▸ **SHORT TASK**:
Return every line in the entries below that contains the word "cloud", matching case exactly.

─── DATA IN THIS EXERCISE

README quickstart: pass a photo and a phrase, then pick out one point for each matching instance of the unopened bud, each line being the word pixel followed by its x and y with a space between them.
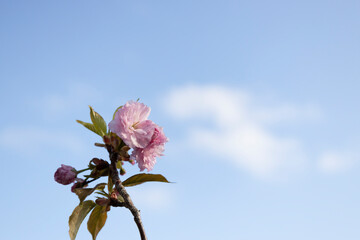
pixel 102 201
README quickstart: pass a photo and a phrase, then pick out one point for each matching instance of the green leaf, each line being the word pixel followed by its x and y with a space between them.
pixel 144 177
pixel 116 111
pixel 90 126
pixel 78 215
pixel 98 121
pixel 84 192
pixel 97 220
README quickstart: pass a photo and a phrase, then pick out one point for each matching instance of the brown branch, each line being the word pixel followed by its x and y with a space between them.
pixel 123 193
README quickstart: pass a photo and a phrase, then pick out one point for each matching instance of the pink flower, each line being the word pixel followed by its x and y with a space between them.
pixel 77 184
pixel 146 157
pixel 132 126
pixel 65 174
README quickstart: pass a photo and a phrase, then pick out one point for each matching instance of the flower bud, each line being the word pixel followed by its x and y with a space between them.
pixel 77 184
pixel 102 201
pixel 65 174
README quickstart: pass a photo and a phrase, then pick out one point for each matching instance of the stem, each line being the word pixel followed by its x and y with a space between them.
pixel 83 170
pixel 122 191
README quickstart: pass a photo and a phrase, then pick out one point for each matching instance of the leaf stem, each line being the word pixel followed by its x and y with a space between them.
pixel 123 193
pixel 83 170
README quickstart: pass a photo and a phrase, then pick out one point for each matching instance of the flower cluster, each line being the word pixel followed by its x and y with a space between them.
pixel 142 135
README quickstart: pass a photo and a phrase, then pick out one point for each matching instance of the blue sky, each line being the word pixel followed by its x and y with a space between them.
pixel 260 100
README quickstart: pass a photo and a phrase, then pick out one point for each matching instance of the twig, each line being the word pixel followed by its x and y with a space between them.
pixel 123 193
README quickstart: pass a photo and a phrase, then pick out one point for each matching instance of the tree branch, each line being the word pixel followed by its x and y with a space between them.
pixel 122 191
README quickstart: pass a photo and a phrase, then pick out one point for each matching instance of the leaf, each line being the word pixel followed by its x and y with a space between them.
pixel 98 121
pixel 78 215
pixel 97 220
pixel 144 177
pixel 116 111
pixel 84 192
pixel 90 126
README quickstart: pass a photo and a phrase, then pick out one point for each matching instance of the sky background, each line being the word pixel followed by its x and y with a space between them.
pixel 260 101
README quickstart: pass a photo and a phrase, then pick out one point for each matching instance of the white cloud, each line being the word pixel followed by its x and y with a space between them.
pixel 237 128
pixel 34 140
pixel 332 162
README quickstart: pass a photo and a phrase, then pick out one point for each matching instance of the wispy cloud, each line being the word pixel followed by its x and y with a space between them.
pixel 227 122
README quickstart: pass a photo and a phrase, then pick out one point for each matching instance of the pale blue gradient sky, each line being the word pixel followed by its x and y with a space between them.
pixel 57 57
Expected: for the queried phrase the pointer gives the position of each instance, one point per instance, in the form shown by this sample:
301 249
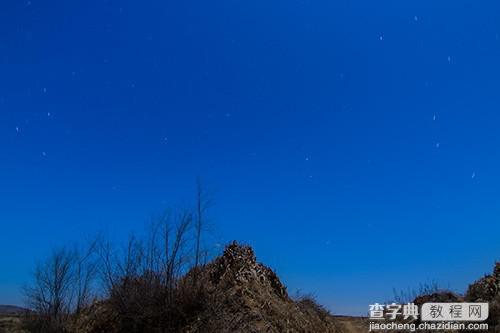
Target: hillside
237 294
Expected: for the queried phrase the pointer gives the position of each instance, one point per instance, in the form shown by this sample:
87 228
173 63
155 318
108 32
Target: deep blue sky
354 144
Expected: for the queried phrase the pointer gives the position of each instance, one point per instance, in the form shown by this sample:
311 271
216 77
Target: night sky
354 144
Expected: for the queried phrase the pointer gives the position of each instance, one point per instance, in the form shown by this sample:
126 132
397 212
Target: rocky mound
234 294
249 297
486 288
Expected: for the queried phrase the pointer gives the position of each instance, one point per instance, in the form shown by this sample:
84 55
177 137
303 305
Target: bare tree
203 202
50 293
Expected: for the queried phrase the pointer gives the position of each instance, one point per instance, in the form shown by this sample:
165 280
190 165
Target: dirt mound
249 297
238 294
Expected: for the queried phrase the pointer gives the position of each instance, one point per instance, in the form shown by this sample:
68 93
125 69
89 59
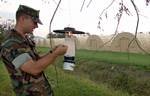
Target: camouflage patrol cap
31 12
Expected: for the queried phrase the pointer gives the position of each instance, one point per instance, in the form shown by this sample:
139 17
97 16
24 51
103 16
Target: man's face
29 24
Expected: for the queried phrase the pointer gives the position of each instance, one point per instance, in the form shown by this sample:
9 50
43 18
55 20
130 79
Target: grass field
94 73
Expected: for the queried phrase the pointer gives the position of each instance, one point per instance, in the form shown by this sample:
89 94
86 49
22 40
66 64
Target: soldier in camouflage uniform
24 65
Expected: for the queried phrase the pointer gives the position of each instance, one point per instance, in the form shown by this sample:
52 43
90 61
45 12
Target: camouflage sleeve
21 59
16 55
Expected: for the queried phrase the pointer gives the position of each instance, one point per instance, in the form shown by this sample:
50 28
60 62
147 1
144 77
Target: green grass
72 84
139 60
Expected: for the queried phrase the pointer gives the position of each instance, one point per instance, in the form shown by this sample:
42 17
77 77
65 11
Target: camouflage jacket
16 51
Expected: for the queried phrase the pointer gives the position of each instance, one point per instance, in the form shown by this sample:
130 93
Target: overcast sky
69 14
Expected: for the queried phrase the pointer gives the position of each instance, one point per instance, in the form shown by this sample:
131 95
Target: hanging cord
50 36
82 5
135 37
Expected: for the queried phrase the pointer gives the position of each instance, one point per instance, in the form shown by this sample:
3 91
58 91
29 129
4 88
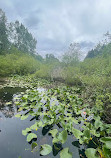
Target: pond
12 143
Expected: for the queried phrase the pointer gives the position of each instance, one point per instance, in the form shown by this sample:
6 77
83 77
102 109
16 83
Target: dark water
12 143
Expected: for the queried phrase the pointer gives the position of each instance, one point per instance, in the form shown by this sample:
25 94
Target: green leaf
107 152
24 132
34 126
91 153
34 145
18 115
107 141
62 136
77 133
104 139
31 136
65 153
87 133
53 132
8 103
45 149
23 117
98 123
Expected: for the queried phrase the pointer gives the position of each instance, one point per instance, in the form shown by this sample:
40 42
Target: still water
12 143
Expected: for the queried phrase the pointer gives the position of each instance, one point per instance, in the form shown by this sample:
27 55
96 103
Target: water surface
12 143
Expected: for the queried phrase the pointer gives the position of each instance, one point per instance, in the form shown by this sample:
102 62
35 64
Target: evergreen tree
4 42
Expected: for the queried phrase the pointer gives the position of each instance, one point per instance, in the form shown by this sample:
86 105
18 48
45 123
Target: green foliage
45 149
65 153
67 113
31 136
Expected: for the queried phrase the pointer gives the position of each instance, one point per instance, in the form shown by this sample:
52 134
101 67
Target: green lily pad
45 149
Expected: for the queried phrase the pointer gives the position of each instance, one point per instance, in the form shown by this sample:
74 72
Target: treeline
15 35
17 56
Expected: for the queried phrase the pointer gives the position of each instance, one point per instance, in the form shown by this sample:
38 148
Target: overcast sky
57 23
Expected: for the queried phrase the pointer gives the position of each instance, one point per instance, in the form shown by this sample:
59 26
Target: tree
4 42
72 55
21 38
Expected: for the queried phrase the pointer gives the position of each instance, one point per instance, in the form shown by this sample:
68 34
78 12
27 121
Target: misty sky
57 23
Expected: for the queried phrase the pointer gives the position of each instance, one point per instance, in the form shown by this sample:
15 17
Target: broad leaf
24 132
53 132
34 145
65 153
91 153
18 115
77 133
31 136
23 117
62 136
45 149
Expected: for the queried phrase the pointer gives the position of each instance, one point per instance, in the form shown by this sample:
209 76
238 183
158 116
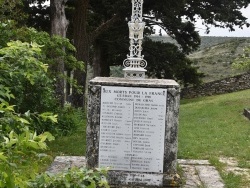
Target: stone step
197 173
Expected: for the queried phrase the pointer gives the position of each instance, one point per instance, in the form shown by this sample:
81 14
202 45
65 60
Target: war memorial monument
133 121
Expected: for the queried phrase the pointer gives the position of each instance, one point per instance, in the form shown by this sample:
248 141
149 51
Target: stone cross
135 64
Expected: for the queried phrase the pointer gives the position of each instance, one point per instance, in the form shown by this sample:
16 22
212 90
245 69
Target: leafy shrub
15 155
72 178
69 118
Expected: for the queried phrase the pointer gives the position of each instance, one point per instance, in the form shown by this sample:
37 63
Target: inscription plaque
132 128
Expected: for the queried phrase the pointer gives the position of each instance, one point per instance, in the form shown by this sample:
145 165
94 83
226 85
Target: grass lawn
214 127
210 127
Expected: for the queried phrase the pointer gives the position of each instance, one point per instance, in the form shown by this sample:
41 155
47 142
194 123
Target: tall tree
177 18
59 25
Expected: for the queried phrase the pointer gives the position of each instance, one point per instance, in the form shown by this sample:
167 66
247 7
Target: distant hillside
215 56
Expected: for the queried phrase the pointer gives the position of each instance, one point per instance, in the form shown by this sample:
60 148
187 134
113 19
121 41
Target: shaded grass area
212 127
73 144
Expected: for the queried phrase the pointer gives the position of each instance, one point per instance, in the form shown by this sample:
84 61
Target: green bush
72 178
69 119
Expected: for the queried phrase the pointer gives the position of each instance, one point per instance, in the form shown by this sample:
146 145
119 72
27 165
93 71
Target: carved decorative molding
135 64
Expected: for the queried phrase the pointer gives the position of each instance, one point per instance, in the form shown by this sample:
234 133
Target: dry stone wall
227 85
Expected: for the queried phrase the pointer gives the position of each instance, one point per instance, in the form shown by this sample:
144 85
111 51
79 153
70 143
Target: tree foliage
243 61
98 29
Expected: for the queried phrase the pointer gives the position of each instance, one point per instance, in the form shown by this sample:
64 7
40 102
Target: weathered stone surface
134 179
205 177
200 173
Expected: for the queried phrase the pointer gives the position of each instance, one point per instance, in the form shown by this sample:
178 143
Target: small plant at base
72 178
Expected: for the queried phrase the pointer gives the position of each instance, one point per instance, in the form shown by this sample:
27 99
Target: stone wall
227 85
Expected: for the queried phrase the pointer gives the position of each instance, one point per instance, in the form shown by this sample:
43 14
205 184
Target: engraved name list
132 128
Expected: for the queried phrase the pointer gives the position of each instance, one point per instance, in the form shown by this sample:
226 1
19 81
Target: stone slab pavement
197 173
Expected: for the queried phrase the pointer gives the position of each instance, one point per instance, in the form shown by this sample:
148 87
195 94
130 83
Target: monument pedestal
132 128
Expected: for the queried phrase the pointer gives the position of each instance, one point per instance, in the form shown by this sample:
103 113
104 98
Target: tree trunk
59 25
97 59
81 42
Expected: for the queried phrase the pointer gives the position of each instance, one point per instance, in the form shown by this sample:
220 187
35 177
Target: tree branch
104 26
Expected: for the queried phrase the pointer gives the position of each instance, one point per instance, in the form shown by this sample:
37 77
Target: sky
245 32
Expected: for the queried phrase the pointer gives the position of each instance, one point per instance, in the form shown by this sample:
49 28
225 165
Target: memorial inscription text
132 128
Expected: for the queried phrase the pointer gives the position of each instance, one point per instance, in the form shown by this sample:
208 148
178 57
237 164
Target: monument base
118 179
132 128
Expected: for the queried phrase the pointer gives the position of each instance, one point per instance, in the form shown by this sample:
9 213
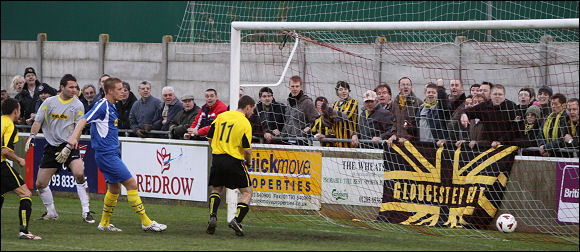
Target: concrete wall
192 68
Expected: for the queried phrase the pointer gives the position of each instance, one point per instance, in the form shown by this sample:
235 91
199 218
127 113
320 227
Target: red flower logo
163 158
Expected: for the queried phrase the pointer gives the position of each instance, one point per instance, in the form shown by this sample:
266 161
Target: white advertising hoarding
347 181
168 171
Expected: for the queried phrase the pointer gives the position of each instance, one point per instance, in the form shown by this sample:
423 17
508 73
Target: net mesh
370 187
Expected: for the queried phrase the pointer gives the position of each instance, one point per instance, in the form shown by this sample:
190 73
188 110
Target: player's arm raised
73 141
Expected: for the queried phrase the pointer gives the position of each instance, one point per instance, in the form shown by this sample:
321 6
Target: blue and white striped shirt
104 131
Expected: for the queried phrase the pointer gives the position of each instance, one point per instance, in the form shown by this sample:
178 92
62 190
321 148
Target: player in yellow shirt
11 180
230 138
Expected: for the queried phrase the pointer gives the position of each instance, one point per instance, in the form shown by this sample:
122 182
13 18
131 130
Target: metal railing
309 140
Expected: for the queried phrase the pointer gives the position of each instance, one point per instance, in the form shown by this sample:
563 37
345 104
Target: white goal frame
237 27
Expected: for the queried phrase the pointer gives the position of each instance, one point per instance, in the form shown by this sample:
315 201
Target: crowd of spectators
484 118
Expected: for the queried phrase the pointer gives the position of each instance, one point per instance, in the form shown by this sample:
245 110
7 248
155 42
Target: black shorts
229 172
49 157
10 178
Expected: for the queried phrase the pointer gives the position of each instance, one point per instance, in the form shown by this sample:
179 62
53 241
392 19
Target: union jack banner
445 186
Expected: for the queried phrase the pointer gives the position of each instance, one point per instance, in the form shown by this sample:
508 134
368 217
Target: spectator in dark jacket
144 111
170 107
465 129
300 114
554 129
29 94
375 122
124 108
270 115
404 108
101 93
497 116
184 118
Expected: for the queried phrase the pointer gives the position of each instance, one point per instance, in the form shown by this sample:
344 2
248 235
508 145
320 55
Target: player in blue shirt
105 141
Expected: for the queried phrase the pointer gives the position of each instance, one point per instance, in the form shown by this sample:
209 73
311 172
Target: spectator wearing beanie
529 127
544 95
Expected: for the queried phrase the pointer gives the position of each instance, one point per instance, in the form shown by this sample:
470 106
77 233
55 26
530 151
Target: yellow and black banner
445 186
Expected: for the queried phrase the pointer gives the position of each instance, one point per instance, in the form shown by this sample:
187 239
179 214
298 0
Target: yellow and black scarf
548 124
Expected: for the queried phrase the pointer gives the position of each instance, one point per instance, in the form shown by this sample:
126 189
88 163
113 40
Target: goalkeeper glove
29 143
62 156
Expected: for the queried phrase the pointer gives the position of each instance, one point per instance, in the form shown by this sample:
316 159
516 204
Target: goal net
413 186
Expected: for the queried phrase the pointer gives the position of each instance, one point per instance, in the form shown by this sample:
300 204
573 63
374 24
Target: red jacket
206 115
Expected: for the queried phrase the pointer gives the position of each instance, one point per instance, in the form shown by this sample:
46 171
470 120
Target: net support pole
235 57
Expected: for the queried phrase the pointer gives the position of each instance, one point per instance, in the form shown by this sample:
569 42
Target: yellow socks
135 202
110 203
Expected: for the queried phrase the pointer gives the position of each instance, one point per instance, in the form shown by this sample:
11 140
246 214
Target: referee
230 136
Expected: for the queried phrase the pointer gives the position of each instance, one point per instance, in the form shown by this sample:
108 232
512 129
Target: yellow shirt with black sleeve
345 127
9 135
230 133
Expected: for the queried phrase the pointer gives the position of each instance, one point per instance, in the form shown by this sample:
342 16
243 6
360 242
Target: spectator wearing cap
144 110
529 128
184 118
124 108
268 118
18 83
467 130
29 94
5 94
43 94
544 94
346 108
384 95
571 137
375 122
554 128
404 108
474 89
170 107
433 115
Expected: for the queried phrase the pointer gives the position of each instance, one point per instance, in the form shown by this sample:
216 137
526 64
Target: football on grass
506 223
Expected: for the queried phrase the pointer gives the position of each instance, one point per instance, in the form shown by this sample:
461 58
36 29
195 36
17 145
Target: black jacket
497 121
181 122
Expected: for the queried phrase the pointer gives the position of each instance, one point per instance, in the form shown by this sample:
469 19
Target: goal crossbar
238 26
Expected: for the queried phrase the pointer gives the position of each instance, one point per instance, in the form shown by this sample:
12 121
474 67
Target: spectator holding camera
571 137
554 128
144 110
184 118
404 108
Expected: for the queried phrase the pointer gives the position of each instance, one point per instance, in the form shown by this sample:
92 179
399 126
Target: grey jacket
144 112
298 116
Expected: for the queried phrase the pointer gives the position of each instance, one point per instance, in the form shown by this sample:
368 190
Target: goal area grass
187 224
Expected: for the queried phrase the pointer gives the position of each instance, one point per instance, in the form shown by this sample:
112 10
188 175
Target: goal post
238 26
361 70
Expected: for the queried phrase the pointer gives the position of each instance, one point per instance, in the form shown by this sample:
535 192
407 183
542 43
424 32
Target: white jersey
59 118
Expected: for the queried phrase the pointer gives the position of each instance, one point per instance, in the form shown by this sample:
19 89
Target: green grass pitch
186 231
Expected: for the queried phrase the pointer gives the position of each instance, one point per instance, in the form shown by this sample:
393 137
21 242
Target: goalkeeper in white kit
58 116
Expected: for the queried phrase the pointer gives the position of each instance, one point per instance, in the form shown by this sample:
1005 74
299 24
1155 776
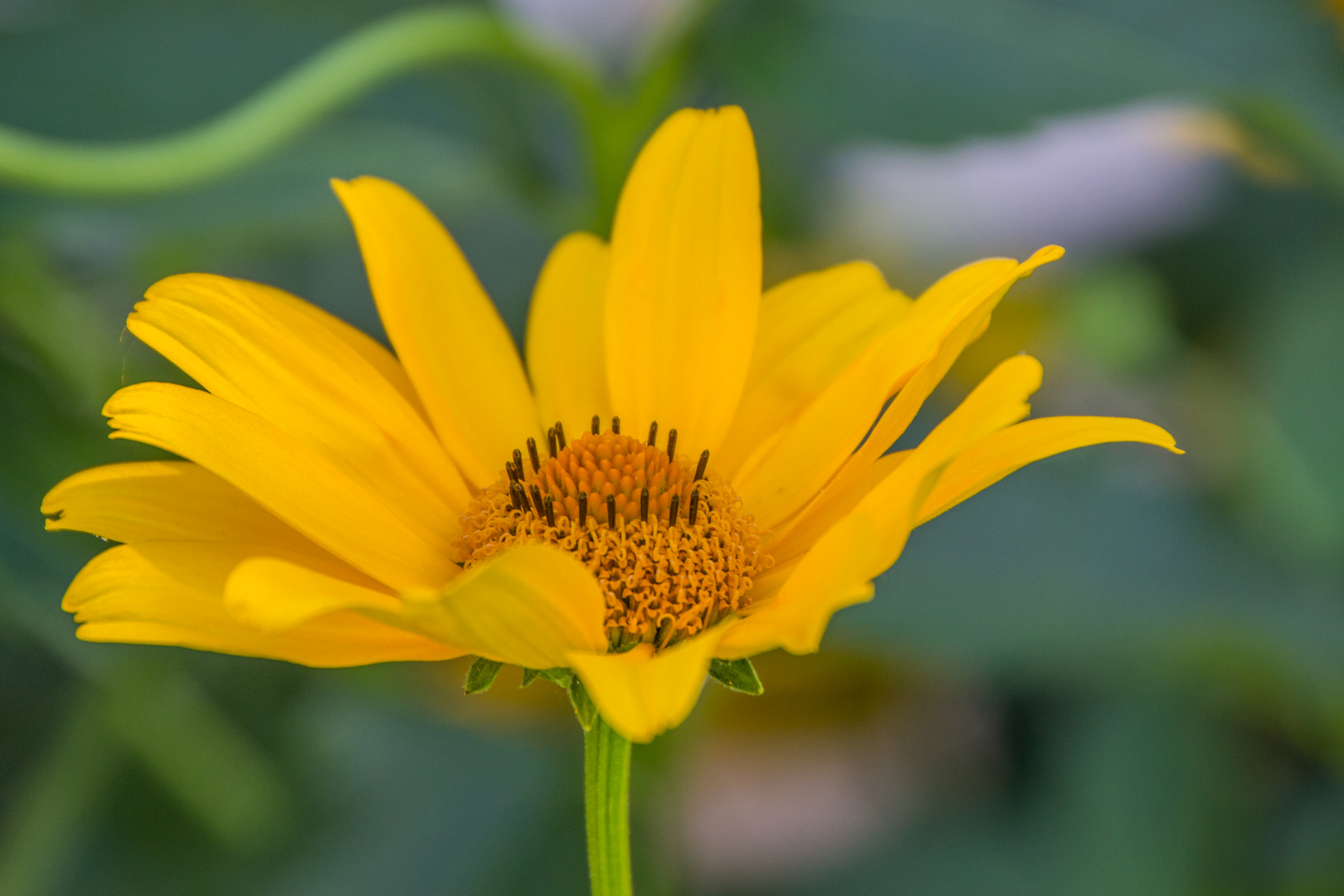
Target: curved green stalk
314 90
606 804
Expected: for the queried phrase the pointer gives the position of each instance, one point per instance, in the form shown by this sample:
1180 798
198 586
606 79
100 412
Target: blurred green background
1116 672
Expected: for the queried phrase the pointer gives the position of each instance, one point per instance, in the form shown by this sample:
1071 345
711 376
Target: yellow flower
339 505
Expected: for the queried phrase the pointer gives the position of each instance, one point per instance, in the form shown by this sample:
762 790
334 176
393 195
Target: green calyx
737 674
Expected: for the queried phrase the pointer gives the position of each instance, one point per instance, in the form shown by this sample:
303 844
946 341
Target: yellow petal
785 475
565 344
838 572
171 592
821 446
834 504
163 501
782 481
527 606
296 484
448 334
251 345
812 327
275 596
641 694
684 289
1016 446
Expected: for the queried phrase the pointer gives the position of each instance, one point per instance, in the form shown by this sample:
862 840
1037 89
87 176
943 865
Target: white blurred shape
611 32
1093 183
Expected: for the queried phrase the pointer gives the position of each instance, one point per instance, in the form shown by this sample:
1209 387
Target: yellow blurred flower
339 505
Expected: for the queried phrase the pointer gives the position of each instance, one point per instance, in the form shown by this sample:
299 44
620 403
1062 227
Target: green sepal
481 674
559 676
583 707
737 674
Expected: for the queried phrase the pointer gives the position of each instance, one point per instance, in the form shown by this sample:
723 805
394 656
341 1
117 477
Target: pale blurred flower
1093 182
616 32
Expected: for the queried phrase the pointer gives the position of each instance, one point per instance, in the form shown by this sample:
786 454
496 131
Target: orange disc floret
670 546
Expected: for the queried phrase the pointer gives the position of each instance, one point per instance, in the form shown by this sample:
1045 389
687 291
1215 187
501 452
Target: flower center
668 544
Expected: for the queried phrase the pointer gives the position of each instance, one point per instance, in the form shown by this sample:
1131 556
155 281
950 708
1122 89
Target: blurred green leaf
167 722
481 674
66 332
737 674
1118 317
56 802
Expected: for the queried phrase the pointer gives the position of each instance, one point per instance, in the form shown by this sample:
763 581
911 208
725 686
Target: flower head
686 470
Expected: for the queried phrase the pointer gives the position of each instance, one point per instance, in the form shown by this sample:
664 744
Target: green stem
606 802
332 78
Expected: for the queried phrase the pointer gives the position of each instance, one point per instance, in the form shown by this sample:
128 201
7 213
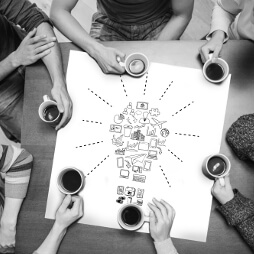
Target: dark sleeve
239 212
23 13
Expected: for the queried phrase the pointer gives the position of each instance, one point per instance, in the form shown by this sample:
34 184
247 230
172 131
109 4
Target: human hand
213 45
106 58
60 95
7 238
162 216
222 193
66 216
32 48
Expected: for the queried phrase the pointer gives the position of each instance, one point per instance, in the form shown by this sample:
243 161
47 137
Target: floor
197 28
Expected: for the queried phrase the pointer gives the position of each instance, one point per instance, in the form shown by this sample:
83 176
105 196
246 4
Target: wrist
14 60
219 35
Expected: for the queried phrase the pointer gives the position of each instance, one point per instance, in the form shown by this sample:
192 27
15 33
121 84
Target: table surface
39 139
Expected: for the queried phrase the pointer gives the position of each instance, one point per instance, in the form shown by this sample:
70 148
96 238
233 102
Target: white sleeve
221 20
165 247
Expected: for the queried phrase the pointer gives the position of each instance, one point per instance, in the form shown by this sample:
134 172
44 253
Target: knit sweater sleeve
23 13
15 168
239 212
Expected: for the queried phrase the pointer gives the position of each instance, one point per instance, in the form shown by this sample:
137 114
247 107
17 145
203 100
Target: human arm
16 169
237 209
64 218
221 20
28 16
106 57
182 13
161 220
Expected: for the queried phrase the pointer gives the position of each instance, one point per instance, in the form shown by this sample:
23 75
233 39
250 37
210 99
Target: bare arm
63 20
182 13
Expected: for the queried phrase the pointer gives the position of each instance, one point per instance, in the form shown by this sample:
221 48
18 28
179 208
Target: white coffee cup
215 70
47 102
216 166
136 64
70 180
131 217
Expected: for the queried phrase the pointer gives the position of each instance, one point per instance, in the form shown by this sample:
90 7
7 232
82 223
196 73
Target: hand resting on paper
223 193
162 216
65 216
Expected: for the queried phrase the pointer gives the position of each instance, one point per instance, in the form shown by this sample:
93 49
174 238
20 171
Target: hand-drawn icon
120 199
139 126
164 132
139 202
154 112
137 158
129 200
161 142
153 143
151 133
120 151
152 155
147 166
139 178
140 193
142 105
128 165
130 191
137 169
119 118
120 190
124 173
115 128
145 119
120 162
144 146
160 150
125 112
137 135
131 147
117 141
127 130
158 123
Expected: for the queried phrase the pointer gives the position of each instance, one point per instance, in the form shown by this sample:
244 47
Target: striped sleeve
16 170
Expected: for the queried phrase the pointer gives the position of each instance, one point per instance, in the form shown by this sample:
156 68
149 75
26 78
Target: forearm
53 61
7 66
10 213
70 27
174 28
51 244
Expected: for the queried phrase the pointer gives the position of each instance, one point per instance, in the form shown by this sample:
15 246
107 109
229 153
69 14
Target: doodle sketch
141 138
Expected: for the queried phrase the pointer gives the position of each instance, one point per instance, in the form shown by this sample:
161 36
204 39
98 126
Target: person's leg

──────

▸ **ANSWER TO THE PROBLEM**:
README quickstart: pass a photo and a phrase, then pick out one point for each matching instance of the white cloud, each line being the word pixel followed by its x and y with a space between them.
README quickstart: pass a photo and a phrase, then pick out one point for each matching instance of the wispy cloud, each line being the word pixel followed by its x and y with a space between them.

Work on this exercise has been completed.